== SOURCE DOCUMENT ==

The Vienna Art Orchestra was a European jazz group based in Vienna, Austria. Organized at different times as either a big band or as a smaller combo, it was regarded as one of the leading European jazz ensembles and was an official cultural ambassador of the Republic of Austria.

History
Founded in 1977 by director and composer Mathias Rüegg, the band started out by performing Rüegg's postmodern compositions on stages throughout Europe. Among the founding musicians were singer Lauren Newton, saxophonists Wolfgang Puschnig and Harry Sokal, trombone player Christian Radovan, tuba player Jon Sass, and mallet percussionist Woody Schabata. In 1980, the ensemble signed a recording contract with the Swiss hatART label, and in 1984 they toured the United States for the first time.

===
== GIVEN DATA ==

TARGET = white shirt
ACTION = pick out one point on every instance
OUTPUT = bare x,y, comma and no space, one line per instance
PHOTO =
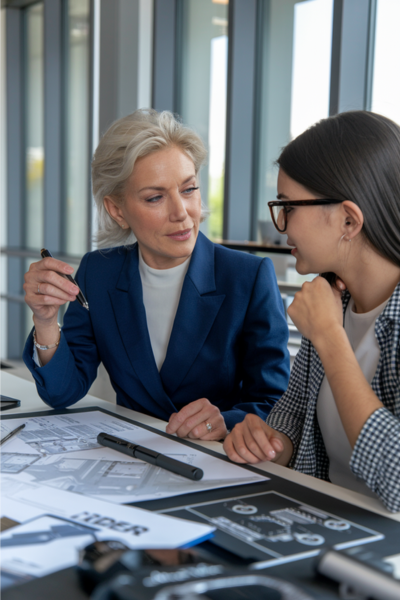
360,329
161,294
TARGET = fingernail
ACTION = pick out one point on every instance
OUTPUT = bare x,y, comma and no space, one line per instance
277,444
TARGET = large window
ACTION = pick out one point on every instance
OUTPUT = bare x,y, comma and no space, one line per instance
34,149
202,93
296,62
386,81
77,56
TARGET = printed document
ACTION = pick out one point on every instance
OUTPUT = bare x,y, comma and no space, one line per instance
52,525
61,451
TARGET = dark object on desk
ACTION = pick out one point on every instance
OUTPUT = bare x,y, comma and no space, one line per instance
11,434
197,582
80,297
360,573
117,573
150,456
6,403
103,560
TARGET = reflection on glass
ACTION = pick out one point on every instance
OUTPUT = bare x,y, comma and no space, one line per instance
295,86
77,127
202,98
34,126
386,82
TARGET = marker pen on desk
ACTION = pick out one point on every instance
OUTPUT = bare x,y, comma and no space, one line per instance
150,456
11,434
80,297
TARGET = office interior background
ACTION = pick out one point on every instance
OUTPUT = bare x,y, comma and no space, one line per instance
247,75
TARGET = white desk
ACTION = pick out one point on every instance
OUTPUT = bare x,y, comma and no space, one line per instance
25,391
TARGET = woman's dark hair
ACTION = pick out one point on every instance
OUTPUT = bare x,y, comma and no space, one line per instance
354,156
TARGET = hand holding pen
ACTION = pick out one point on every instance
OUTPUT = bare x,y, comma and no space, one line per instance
48,286
80,297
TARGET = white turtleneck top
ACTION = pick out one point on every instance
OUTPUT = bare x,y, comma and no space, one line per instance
161,294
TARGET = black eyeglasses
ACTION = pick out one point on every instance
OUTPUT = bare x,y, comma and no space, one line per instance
279,212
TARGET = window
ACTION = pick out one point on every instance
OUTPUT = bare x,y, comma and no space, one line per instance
296,59
77,167
34,132
202,93
386,82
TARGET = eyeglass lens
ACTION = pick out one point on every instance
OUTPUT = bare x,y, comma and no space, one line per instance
279,217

===

● **TASKS TO COMPLETE**
1) Transcribe the complete passage on the Vienna Art Orchestra, keeping every word and line as it appears.
2) Find each line in the entries that contains the word "dark", and copy those lines out in full.

● **COMPLETE ANSWERS**
1)
The Vienna Art Orchestra was a European jazz group based in Vienna, Austria. Organized at different times as either a big band or as a smaller combo, it was regarded as one of the leading European jazz ensembles and was an official cultural ambassador of the Republic of Austria.

History
Founded in 1977 by director and composer Mathias Rüegg, the band started out by performing Rüegg's postmodern compositions on stages throughout Europe. Among the founding musicians were singer Lauren Newton, saxophonists Wolfgang Puschnig and Harry Sokal, trombone player Christian Radovan, tuba player Jon Sass, and mallet percussionist Woody Schabata. In 1980, the ensemble signed a recording contract with the Swiss hatART label, and in 1984 they toured the United States for the first time.

2)
TARGET = dark object on desk
TARGET = woman's dark hair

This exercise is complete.